:: Extract

September 3rd, 2010 | Comments Off | Posted in recipe

supper 2/9/10

We eat a lot of this sort of thing – cheap and tasty. This one started with a tub of lentils from the freezer – no point in cooking just one meals’ worth. I finely diced carrot, red pepper and onion, and some garlic, fried them off, then added some ras el hanouh, and cooked it all through for a couple more minutes.

Then about a mugful of red lentils, and probably three mugs of water (although start with two and check as it goes). Sometimes I put a splash of red wine in; it’s a remarkably versatile base recipe. Bring to a slow boil, and cook for about 40 minutes. That will do us at least four servings, and probably six, depending on how much veg went in it. So that was the lentils.

I sliced an aubergine, put it on a tray covered in tin foil (saves washing up), drizzled with olive oil, and bunged in a gas 8 oven for about half an hour. Made a white sauce (with wholemeal flour – always use that for pretty much everything) while that was going on.

Then into an ovenproof dish: half the lentils, half the aubergines, a layer of spinach, half the white sauce, then the rest of lentils, aubergines, white sauce, and topped with grated parmesan. At least it should have been topped, but I got a bit confused :) and put the parmesan on before the last bit of white sauce. No matter. Baked in a hot oven for about 25 minutes.

This was using up a wrinkly aubergine, some spinach that doesn’t look as though it’s going to last long, and some grated parmesan I bought for our camping trip – I’d normally put feta on top of this.

::::

• _Short exercise 1_
Locate each line in the rows that contains the string "head", and copy those lines.
The recipe and the rows have no connection to each other.

:: Entries shown

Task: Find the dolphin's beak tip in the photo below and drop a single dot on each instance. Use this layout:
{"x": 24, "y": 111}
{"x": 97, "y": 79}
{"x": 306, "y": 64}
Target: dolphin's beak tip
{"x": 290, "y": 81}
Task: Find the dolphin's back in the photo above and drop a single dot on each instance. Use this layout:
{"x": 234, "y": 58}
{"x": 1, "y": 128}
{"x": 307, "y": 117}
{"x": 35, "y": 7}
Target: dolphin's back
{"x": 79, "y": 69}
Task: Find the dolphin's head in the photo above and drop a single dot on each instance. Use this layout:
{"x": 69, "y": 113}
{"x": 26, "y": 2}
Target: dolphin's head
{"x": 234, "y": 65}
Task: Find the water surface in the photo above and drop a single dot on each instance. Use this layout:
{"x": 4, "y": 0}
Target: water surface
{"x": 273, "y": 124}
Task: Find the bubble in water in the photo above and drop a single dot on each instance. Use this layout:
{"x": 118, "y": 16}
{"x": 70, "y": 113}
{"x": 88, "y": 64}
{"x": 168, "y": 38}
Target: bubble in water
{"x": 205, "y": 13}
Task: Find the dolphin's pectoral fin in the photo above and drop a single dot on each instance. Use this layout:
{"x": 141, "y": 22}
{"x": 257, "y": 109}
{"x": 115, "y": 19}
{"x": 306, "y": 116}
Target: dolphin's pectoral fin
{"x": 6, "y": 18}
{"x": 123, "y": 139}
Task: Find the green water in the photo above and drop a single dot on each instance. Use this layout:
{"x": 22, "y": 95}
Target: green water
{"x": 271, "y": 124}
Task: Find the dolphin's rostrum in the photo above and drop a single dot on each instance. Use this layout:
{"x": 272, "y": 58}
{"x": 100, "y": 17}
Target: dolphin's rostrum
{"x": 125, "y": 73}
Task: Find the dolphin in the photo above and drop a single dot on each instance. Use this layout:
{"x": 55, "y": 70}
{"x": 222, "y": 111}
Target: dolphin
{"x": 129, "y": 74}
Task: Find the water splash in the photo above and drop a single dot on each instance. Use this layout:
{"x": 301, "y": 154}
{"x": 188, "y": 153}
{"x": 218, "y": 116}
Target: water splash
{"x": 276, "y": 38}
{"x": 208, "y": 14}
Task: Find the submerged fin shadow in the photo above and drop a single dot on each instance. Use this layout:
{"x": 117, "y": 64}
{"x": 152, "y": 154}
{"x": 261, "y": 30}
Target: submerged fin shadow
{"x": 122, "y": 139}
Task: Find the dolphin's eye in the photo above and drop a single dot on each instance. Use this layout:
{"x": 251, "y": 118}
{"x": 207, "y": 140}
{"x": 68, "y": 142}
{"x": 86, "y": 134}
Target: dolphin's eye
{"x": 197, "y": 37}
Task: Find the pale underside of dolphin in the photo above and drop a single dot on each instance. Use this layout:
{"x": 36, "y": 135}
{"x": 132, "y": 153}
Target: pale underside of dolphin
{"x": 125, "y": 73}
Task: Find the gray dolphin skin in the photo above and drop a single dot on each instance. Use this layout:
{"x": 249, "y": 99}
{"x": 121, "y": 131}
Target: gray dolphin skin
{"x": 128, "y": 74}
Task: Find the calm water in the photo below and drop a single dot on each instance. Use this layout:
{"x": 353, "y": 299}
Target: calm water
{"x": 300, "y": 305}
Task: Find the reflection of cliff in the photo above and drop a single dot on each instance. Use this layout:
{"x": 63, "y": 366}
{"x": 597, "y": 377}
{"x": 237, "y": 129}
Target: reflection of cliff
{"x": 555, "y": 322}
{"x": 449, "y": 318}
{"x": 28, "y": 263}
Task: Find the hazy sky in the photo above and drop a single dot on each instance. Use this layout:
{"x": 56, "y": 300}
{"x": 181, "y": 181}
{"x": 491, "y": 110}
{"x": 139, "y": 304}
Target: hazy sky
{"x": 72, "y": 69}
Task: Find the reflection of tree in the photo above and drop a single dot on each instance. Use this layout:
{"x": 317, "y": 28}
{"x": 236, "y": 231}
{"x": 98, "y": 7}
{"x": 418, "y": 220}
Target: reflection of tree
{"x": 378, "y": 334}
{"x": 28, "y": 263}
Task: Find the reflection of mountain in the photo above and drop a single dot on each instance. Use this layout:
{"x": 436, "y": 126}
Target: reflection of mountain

::::

• _Short exercise 2_
Answer these questions about the recipe, one per line:
(a) At what gas mark was the aubergine baked, and for about how long?
(b) For about how long do the lentils cook after being brought to a slow boil?
(c) Which cheese would normally go on top of this dish?

• _Complete response 1_
Task: Find the dolphin's head in the photo above and drop a single dot on each instance. Use this layout:
Target: dolphin's head

• _Complete response 2_
(a) Gas 8, for about half an hour.
(b) About 40 minutes.
(c) Feta.